→ WORK TO BE COMPLETED: List each line of the data below that contains the word "where".

begin MATERIAL

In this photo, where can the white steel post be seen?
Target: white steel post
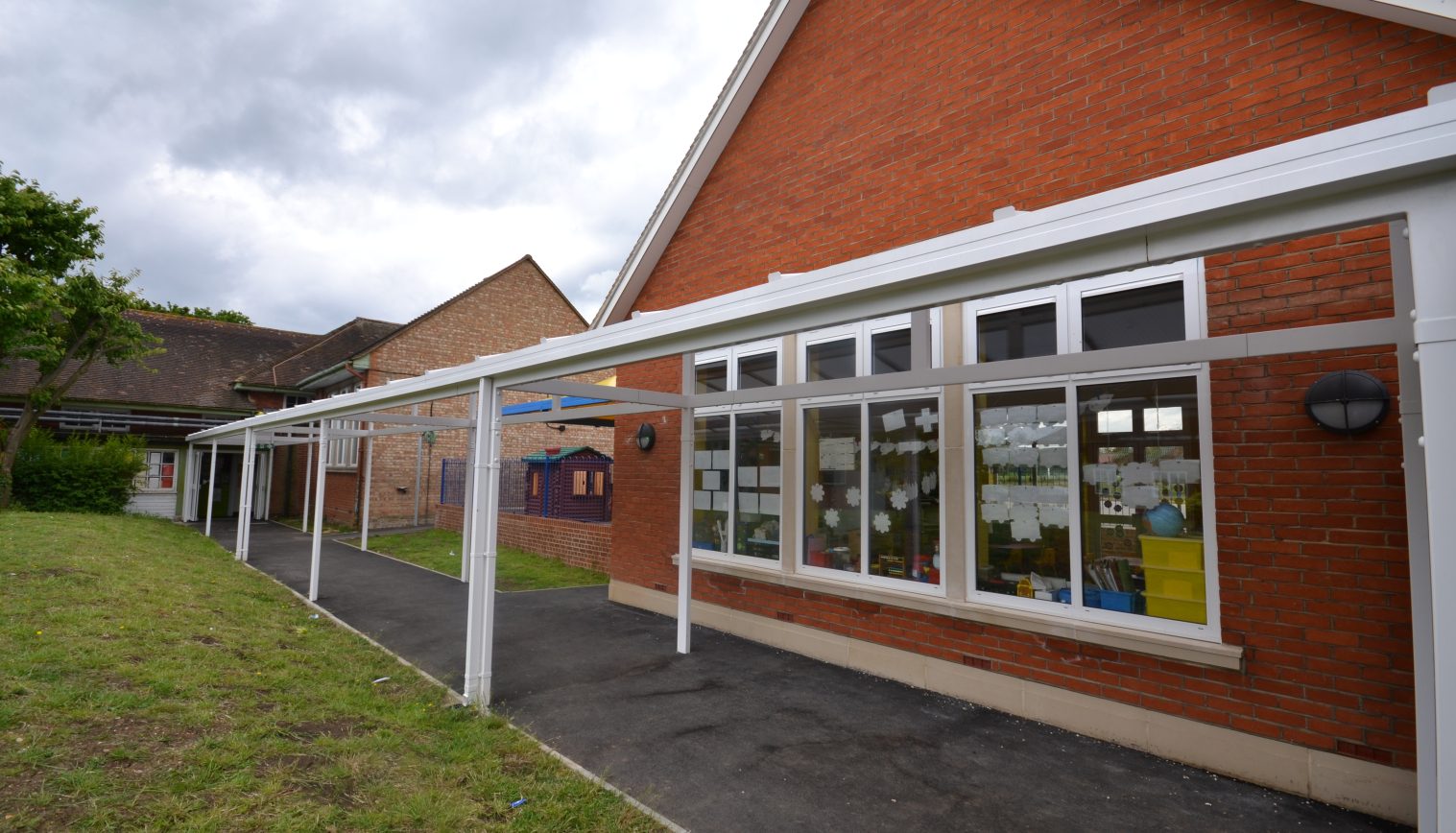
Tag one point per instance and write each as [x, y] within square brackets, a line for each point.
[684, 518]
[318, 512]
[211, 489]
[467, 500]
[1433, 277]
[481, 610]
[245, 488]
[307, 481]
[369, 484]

end MATERIAL
begin MATERIAL

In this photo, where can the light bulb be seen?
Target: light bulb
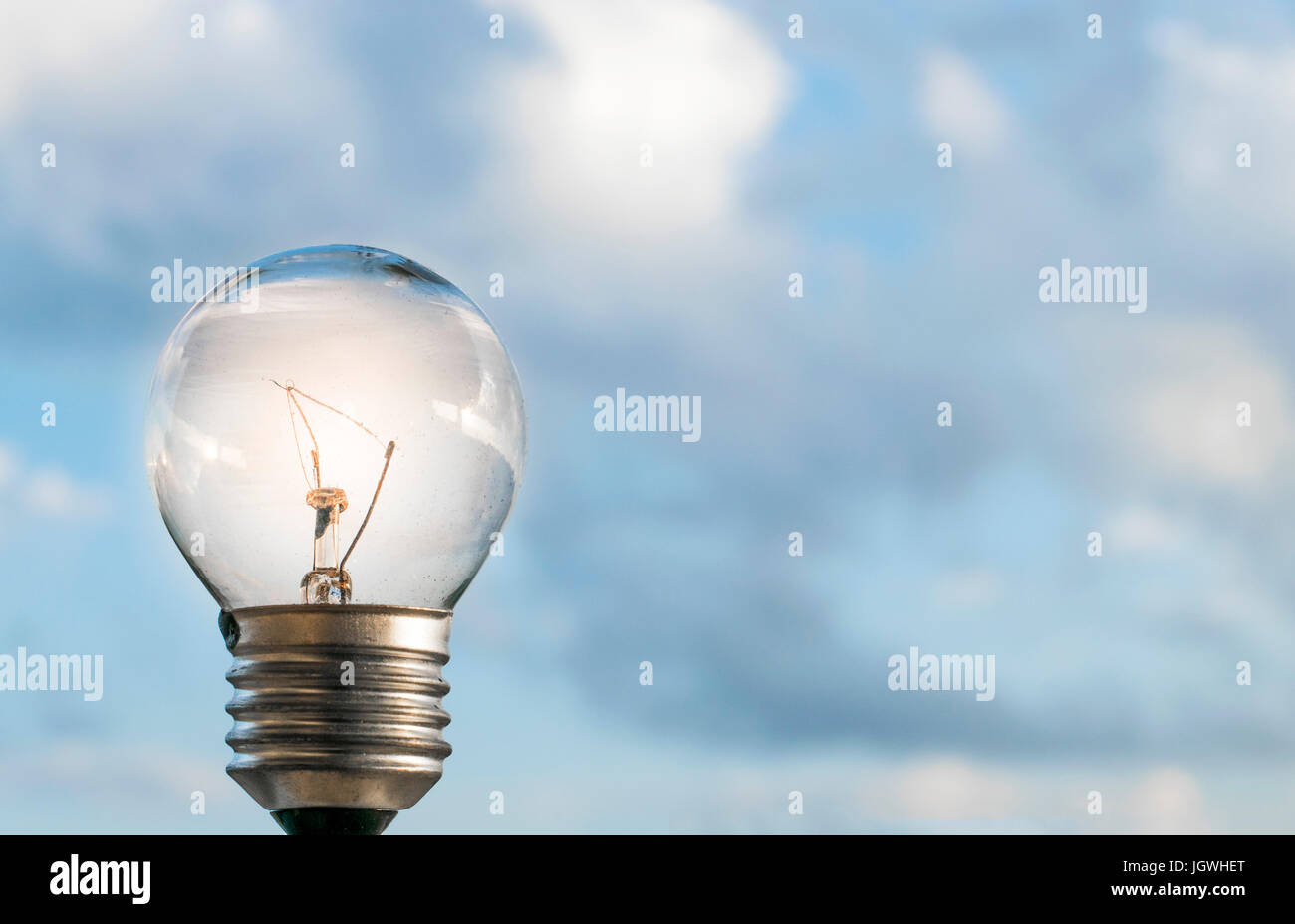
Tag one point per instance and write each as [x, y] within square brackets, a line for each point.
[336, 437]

end MATERIAL

→ TASK SOLUTION:
In this photo, where can the white steel post be seen?
In this photo, where can the light bulb be seen?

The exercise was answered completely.